OpenAI CFO Sarah Friar sketched a future in which the company's business models evolve beyond subscriptions and could include royalty streams tied to customer results.
Speaking on a recent podcast, Friar floated the possibility of "licensing models" in which OpenAI would get paid when a customer's AI-enabled work produces measurable outcomes.
In one example, she pointed to drug discovery: if a pharma partner used OpenAI technology to help develop a breakthrough medicine, the startup could take a licensed portion of the drug's sales. The pitch, she suggested, is alignment: OpenAI would make money when its customers do.
That idea sits inside what Friar described as a Rubik's Cube of strategic options, a way to explain how OpenAI has evolved from a simpler early business into a fast-expanding matrix of infrastructure, products, and pricing.
"One of the things I love about a Rubik's Cube, I'm probably not getting the number exactly right, but I think it has 43 quintillion different states it can be in," Friar said. "It always blew my mind when I was in university. So now just think about that cube spinning."
OpenAI started out as a "single block" in a Rubik's Cube. It had one major cloud provider (Microsoft), one dominant chip partner (Nvidia), one flagship product (ChatGPT for consumers), and one basic subscription, she said.
Now, OpenAI works with multiple cloud providers and has partnerships with several chip providers, while expanding its product lineup beyond the consumer ChatGPT service to include Sora, business products, specialized industry offerings, and research platforms.

> Exercises:
a. Please turn the paragraph beginning "Now, OpenAI works with multiple cloud providers" from the passage on OpenAI's business models into a short bulleted list that keeps its main facts.
b. Provide a continuation of the passage on OpenAI's business models, starting after its final paragraph.
These lines have no connection to the passage on OpenAI's business models.

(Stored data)
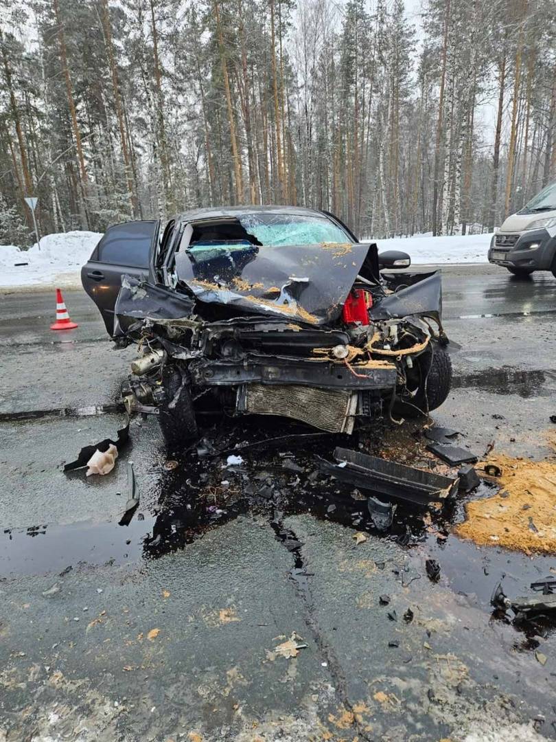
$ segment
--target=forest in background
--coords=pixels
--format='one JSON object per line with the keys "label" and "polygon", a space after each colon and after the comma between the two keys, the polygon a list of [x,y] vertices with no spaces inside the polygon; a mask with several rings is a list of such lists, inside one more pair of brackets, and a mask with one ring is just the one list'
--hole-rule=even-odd
{"label": "forest in background", "polygon": [[[196,206],[492,231],[556,179],[555,0],[10,0],[0,244]],[[489,111],[494,111],[489,115]]]}

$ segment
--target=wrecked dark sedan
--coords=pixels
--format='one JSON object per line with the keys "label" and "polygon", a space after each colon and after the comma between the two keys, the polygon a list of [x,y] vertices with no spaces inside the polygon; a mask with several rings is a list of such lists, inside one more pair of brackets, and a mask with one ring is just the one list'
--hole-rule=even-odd
{"label": "wrecked dark sedan", "polygon": [[379,255],[327,212],[199,209],[107,230],[83,267],[110,335],[136,341],[128,409],[169,444],[203,414],[270,415],[351,433],[449,393],[438,273]]}

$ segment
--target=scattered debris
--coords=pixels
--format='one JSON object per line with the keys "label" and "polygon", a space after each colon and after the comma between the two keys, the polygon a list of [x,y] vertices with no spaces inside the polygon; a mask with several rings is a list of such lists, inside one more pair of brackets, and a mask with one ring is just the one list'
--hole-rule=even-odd
{"label": "scattered debris", "polygon": [[396,507],[390,502],[382,502],[376,497],[369,497],[367,500],[367,508],[374,528],[379,531],[388,531],[392,525]]}
{"label": "scattered debris", "polygon": [[455,533],[480,546],[556,554],[556,462],[500,454],[489,465],[500,470],[500,490],[492,497],[467,503],[466,519],[456,526]]}
{"label": "scattered debris", "polygon": [[535,653],[535,657],[537,662],[540,663],[541,665],[546,664],[546,655],[543,654],[541,651],[539,651],[538,649]]}
{"label": "scattered debris", "polygon": [[510,603],[514,610],[526,614],[554,611],[556,610],[556,595],[550,593],[538,597],[513,598]]}
{"label": "scattered debris", "polygon": [[432,580],[433,582],[437,582],[440,578],[440,565],[434,559],[428,559],[425,562],[425,569],[426,570],[428,579]]}
{"label": "scattered debris", "polygon": [[[64,464],[64,471],[73,471],[74,469],[82,469],[84,467],[88,466],[90,459],[96,452],[98,451],[101,453],[106,453],[111,446],[116,448],[117,454],[119,454],[121,453],[122,449],[128,441],[129,418],[127,418],[125,425],[118,430],[118,436],[115,441],[113,441],[110,438],[105,438],[104,441],[100,441],[95,445],[84,446],[79,451],[79,455],[74,462],[70,462],[69,464]],[[114,458],[116,458],[116,456],[114,456]]]}
{"label": "scattered debris", "polygon": [[472,492],[480,484],[479,475],[472,464],[466,464],[457,472],[460,478],[460,490],[466,494]]}
{"label": "scattered debris", "polygon": [[135,481],[133,462],[128,462],[128,502],[125,503],[124,514],[119,521],[119,525],[129,525],[133,513],[139,507],[139,497],[137,484]]}
{"label": "scattered debris", "polygon": [[512,607],[511,602],[506,597],[506,593],[502,588],[502,583],[498,582],[490,598],[490,604],[498,611],[506,611]]}
{"label": "scattered debris", "polygon": [[87,462],[87,476],[90,476],[91,474],[107,474],[114,468],[117,458],[118,449],[112,444],[105,451],[97,449]]}
{"label": "scattered debris", "polygon": [[457,430],[452,430],[449,427],[429,427],[425,430],[425,438],[429,441],[435,441],[437,443],[444,443],[449,445],[452,438],[459,436]]}
{"label": "scattered debris", "polygon": [[535,592],[542,592],[543,595],[550,595],[556,588],[556,577],[545,577],[537,582],[531,583],[531,589]]}
{"label": "scattered debris", "polygon": [[377,456],[371,456],[347,448],[336,448],[337,462],[345,464],[340,467],[320,459],[321,470],[340,482],[363,490],[372,490],[377,495],[406,500],[416,505],[445,500],[457,490],[457,479],[442,476],[423,469],[397,464]]}
{"label": "scattered debris", "polygon": [[458,464],[474,464],[477,458],[466,448],[442,443],[429,443],[427,445],[427,450],[437,456],[450,466],[457,466]]}
{"label": "scattered debris", "polygon": [[531,597],[509,598],[504,592],[501,582],[499,582],[492,591],[490,603],[491,605],[497,610],[506,611],[509,608],[512,608],[517,617],[528,619],[531,616],[544,611],[556,610],[556,594],[549,593],[548,594]]}
{"label": "scattered debris", "polygon": [[496,464],[486,464],[483,471],[488,476],[502,476],[502,470]]}
{"label": "scattered debris", "polygon": [[54,584],[48,588],[47,590],[43,590],[42,596],[45,598],[51,598],[56,595],[62,590],[62,585],[59,582],[54,582]]}
{"label": "scattered debris", "polygon": [[289,660],[293,657],[297,657],[299,653],[299,649],[307,649],[307,645],[302,642],[299,642],[297,640],[298,638],[299,637],[295,631],[292,631],[291,636],[286,641],[279,644],[272,651],[267,650],[267,657],[274,662],[277,657],[284,657],[287,660]]}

> Solved problems:
a.
- Works with multiple cloud providers
- Has partnerships with several chip providers
- Has expanded its products beyond consumer ChatGPT to include Sora, business products, specialized industry offerings, and research platforms

b.
The business model has become similarly multi-layered. Friar said OpenAI started with a single consumer subscription for ChatGPT "because we needed a way to pay for the compute" and has since broadened to multiple price points, software-as-a-service pricing, and credit-based models for high-value use cases.
From there, she said, OpenAI is "beginning to think about things like commerce and ads" alongside longer-term licensing tied to outcomes.
In Friar's telling, the Rubik's Cube metaphor captures how OpenAI can mix and match technical choices with how it makes money. A low-latency chip could pair with a premium AI coding experience to justify a higher-end subscription, she said. Or the company could optimize for scale, attracting more free users and creating more inventory for an advertising business.
There's a major constraint affecting all these strategies: compute. Friar said demand for OpenAI's services is limited less by interest than by available computing capacity, a dynamic that, in her view, makes the company's growing menu of revenue models not just optional, but necessary.
"You can start to see how the goal in the last 12 months has been creating more and more strategic options that allow me to keep paying for the compute we need to really achieve our mission," Friar added.